-- start Provided data --

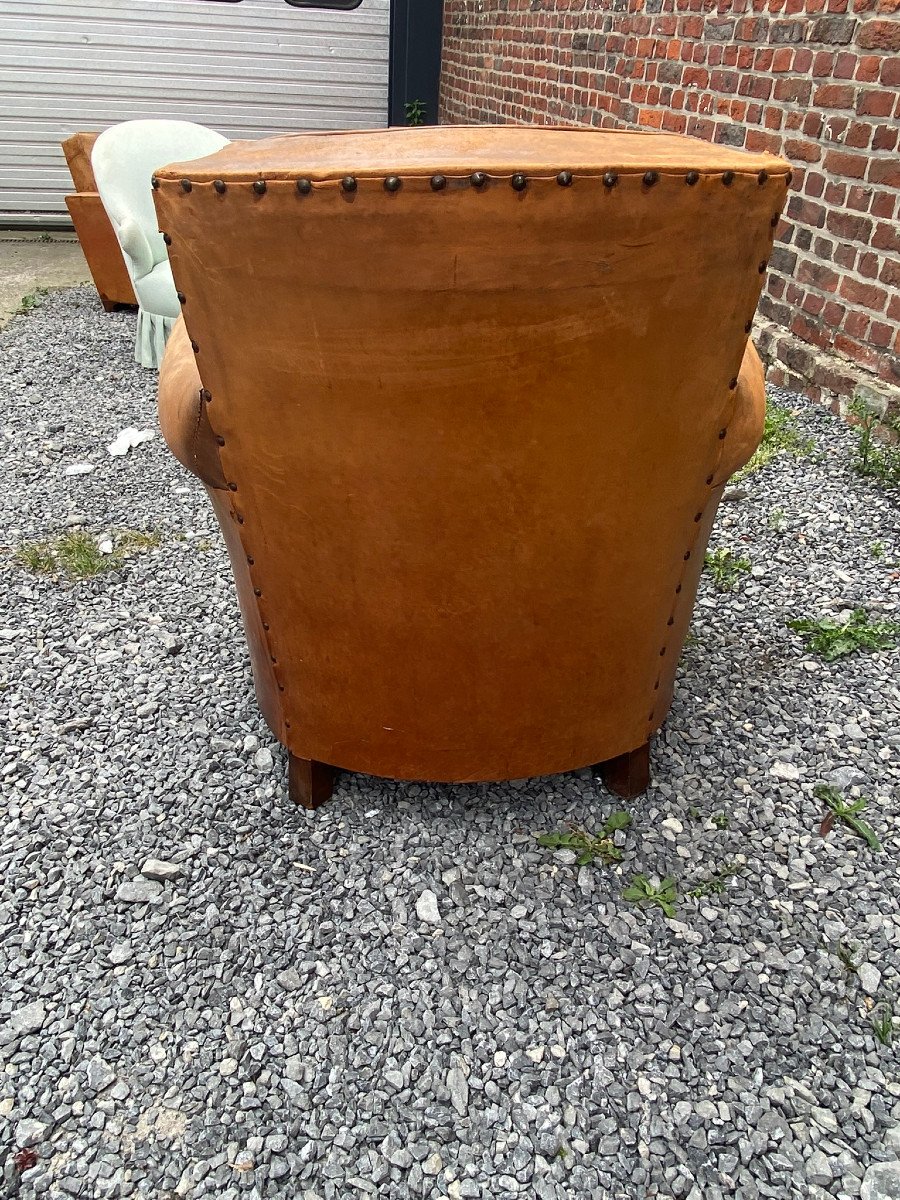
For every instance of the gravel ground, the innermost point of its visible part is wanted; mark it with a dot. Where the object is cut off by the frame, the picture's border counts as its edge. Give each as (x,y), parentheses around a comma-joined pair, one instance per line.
(403,994)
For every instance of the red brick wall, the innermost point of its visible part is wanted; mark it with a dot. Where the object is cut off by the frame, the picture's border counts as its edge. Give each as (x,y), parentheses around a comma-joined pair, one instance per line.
(815,81)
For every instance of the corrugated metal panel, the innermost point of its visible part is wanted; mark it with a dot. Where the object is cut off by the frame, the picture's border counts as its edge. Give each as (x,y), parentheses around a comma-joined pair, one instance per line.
(246,69)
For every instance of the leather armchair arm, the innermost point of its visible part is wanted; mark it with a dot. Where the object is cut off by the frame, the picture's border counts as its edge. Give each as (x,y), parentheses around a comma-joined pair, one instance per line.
(747,425)
(183,413)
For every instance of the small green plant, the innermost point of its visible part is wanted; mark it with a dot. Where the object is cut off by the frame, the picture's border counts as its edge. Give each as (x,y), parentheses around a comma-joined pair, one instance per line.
(883,1021)
(846,954)
(780,436)
(839,810)
(31,301)
(664,894)
(726,568)
(77,553)
(833,639)
(717,883)
(589,846)
(873,457)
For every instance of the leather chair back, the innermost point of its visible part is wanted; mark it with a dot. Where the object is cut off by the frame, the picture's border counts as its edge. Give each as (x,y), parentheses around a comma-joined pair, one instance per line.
(475,394)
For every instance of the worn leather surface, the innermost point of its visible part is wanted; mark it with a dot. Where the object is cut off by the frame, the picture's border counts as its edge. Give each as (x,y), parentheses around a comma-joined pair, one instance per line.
(77,150)
(91,223)
(474,438)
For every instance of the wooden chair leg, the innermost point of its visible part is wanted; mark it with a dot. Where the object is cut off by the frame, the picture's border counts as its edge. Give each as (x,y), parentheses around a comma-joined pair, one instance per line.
(629,774)
(310,783)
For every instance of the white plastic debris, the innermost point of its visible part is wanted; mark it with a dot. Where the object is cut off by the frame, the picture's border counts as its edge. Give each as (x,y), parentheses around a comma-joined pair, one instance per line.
(127,439)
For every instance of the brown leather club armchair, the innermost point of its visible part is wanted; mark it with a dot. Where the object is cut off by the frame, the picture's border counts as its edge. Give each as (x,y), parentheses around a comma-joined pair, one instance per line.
(91,223)
(465,401)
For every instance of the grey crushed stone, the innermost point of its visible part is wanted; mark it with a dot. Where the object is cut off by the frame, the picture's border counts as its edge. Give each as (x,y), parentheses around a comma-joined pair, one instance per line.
(281,1020)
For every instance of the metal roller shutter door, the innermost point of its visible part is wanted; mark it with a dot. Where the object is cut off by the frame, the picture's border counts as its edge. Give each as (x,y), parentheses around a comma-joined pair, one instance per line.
(246,69)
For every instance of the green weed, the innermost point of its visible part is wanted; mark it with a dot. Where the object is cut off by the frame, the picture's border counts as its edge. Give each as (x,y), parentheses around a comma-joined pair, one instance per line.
(726,568)
(833,640)
(589,846)
(31,301)
(780,436)
(883,1021)
(873,457)
(77,553)
(415,112)
(840,810)
(664,894)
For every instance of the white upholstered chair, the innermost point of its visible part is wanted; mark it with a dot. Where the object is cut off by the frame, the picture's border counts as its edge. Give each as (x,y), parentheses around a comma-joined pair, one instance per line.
(124,161)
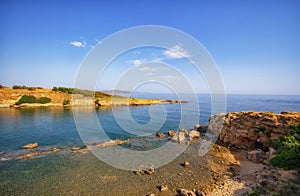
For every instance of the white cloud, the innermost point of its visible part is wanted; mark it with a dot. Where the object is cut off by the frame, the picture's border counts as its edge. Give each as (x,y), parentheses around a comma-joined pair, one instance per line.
(78,44)
(137,62)
(176,52)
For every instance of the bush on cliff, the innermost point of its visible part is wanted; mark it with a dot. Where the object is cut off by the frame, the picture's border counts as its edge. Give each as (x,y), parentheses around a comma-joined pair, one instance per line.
(288,150)
(33,99)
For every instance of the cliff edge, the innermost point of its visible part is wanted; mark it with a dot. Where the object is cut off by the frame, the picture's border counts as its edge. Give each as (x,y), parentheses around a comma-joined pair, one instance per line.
(242,129)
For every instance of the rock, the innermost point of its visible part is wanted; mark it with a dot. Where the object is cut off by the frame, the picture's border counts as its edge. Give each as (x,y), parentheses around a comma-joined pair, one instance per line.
(197,126)
(160,134)
(163,188)
(171,133)
(55,149)
(194,134)
(184,192)
(241,129)
(111,143)
(149,172)
(28,155)
(28,146)
(186,164)
(256,156)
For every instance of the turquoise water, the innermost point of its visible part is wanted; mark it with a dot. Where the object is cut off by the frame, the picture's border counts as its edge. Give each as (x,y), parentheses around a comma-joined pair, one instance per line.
(69,173)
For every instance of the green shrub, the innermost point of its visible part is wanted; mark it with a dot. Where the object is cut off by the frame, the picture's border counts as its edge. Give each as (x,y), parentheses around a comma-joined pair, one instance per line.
(32,99)
(288,149)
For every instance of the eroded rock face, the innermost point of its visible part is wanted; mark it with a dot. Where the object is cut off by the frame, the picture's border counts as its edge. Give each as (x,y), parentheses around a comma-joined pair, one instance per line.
(241,129)
(28,146)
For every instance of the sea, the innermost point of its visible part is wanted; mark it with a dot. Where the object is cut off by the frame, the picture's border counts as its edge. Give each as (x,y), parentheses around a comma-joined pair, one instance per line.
(69,173)
(56,126)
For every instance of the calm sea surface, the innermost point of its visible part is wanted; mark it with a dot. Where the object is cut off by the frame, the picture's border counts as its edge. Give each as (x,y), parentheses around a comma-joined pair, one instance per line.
(56,127)
(69,173)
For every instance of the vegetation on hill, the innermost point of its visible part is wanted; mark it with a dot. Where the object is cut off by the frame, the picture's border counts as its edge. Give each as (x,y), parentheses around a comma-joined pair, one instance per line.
(288,149)
(25,87)
(87,93)
(33,99)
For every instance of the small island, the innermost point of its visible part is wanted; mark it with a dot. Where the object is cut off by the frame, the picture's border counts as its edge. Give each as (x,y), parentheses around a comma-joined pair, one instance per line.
(23,96)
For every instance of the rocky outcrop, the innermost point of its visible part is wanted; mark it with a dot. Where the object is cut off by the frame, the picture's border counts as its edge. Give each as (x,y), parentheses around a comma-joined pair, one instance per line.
(242,129)
(28,146)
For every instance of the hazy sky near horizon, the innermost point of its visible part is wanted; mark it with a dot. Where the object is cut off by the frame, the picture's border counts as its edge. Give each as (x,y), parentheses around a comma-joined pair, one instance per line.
(256,44)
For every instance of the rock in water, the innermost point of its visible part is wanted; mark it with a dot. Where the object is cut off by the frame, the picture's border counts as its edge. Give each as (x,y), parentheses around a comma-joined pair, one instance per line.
(28,146)
(194,134)
(171,133)
(28,155)
(256,156)
(55,149)
(160,134)
(186,164)
(184,192)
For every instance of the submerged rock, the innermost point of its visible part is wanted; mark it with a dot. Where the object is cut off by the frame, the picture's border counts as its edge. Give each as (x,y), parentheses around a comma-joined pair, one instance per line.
(55,149)
(28,146)
(194,134)
(256,156)
(186,164)
(80,150)
(28,155)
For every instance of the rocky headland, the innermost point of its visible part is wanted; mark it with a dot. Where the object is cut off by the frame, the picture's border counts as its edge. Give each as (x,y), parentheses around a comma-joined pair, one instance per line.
(232,166)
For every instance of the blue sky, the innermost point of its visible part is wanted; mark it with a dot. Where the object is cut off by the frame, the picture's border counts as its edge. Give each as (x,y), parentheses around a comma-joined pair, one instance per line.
(256,44)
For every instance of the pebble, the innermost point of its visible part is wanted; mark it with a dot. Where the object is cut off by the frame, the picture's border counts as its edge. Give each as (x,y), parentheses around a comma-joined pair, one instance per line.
(186,164)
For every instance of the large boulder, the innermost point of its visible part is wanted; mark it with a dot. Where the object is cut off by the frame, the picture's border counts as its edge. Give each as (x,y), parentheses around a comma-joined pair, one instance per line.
(242,129)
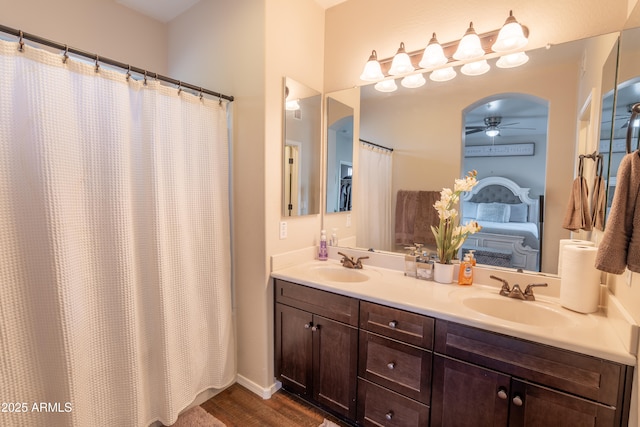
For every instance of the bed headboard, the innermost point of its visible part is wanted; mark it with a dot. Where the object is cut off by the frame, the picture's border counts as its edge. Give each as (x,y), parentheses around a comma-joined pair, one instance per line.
(497,189)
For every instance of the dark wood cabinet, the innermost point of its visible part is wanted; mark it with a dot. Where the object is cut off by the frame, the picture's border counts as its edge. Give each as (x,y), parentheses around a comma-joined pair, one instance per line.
(381,366)
(316,355)
(505,381)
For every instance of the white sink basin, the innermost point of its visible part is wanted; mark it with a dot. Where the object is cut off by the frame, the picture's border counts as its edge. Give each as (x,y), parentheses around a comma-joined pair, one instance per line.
(532,313)
(340,274)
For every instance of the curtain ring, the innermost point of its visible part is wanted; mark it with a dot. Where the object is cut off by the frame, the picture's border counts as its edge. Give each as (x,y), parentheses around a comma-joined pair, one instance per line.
(21,41)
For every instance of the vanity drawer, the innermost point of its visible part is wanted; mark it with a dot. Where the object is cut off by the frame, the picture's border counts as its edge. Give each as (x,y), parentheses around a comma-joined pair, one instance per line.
(378,406)
(400,367)
(590,377)
(398,324)
(333,306)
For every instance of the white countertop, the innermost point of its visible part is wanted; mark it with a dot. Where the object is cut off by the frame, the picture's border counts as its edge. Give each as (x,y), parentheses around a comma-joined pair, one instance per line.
(590,334)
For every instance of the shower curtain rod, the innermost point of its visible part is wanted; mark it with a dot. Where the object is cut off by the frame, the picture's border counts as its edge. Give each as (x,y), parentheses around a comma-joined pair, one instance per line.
(377,145)
(68,49)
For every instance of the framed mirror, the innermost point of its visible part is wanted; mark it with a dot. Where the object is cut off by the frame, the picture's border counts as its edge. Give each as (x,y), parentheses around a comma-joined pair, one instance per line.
(425,127)
(339,169)
(302,108)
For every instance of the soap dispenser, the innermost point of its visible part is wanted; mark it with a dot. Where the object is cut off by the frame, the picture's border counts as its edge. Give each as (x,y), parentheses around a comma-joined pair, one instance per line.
(465,277)
(322,253)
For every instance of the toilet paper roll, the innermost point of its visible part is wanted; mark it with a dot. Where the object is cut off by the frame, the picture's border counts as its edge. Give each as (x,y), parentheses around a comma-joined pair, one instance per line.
(565,242)
(580,280)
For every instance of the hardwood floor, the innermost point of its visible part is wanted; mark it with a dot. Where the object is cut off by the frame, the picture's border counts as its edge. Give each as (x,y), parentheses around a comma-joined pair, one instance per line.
(238,407)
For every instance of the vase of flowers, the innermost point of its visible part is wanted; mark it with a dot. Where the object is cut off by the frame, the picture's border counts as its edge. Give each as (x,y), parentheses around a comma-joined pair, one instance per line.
(449,234)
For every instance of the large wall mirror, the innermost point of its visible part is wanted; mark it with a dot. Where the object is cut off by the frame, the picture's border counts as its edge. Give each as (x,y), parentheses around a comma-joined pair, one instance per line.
(339,156)
(427,129)
(301,149)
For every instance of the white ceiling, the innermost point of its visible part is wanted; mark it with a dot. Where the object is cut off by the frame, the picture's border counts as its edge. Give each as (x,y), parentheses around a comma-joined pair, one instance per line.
(166,10)
(160,10)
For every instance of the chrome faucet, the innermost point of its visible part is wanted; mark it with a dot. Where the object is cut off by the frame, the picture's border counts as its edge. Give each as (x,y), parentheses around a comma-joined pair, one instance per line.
(516,291)
(349,262)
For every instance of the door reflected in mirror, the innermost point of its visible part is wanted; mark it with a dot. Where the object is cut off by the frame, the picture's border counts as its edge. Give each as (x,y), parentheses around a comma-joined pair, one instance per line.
(301,149)
(339,156)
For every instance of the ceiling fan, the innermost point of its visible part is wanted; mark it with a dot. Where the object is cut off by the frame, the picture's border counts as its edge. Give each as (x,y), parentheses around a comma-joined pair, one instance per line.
(492,126)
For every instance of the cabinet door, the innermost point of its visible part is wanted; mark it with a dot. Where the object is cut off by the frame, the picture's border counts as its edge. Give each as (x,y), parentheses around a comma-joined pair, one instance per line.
(535,406)
(466,395)
(293,352)
(335,365)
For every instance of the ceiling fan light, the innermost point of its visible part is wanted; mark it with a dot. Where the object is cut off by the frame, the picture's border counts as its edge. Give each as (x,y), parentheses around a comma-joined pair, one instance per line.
(413,81)
(372,71)
(475,68)
(511,36)
(443,74)
(433,55)
(512,60)
(470,46)
(386,86)
(401,63)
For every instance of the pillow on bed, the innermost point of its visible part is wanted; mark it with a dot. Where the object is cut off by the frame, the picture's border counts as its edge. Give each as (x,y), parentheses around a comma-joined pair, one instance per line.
(519,212)
(494,212)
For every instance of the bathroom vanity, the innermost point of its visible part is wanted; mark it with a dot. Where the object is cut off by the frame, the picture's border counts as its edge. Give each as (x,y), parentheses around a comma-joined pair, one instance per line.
(409,352)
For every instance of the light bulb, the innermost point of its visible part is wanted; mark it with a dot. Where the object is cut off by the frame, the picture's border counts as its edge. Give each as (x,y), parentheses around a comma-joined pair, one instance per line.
(511,36)
(401,63)
(433,55)
(372,71)
(470,46)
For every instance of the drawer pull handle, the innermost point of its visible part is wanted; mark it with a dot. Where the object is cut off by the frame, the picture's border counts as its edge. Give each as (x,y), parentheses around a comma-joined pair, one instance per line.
(502,393)
(517,400)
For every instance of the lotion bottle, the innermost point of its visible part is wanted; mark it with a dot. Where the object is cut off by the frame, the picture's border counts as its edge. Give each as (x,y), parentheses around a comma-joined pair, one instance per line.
(465,277)
(322,253)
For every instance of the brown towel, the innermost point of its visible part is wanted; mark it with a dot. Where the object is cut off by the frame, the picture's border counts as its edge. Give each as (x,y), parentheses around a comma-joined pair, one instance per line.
(597,203)
(426,216)
(620,245)
(577,215)
(405,216)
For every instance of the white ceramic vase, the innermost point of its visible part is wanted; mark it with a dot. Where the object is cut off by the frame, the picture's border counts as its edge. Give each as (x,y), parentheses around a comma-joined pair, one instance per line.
(443,273)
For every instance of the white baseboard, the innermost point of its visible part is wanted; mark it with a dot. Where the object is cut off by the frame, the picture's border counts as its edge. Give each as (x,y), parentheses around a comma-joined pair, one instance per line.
(263,392)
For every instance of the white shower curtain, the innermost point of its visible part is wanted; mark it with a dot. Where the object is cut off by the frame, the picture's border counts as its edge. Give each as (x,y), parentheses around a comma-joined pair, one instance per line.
(115,305)
(373,198)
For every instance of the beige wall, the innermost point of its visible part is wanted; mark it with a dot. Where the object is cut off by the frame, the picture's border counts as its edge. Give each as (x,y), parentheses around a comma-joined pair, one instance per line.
(96,26)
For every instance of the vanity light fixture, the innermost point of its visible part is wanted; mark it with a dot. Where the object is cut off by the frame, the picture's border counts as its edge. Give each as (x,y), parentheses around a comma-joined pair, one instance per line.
(470,53)
(511,36)
(401,63)
(475,68)
(470,46)
(372,71)
(413,81)
(386,86)
(512,60)
(492,131)
(433,55)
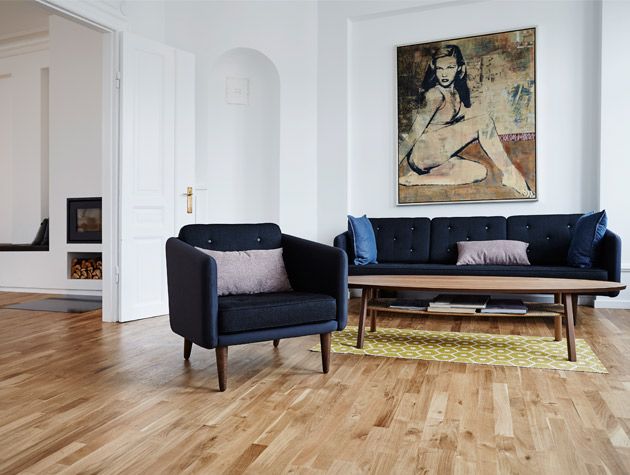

-- end Provided data --

### Exercise objective
State how many lines of the entries above contain the word "pillow". Give only the number.

### Solution
1